* What the task asks: Would you copy out the whole listing exactly as given?
**********
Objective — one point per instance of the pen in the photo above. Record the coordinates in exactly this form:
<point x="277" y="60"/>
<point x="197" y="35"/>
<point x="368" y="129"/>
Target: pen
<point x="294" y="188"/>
**********
* Written answer:
Objective — one point per instance of the pen in the photo above. Record the coordinates in exactly this form:
<point x="277" y="60"/>
<point x="197" y="35"/>
<point x="368" y="129"/>
Target: pen
<point x="294" y="188"/>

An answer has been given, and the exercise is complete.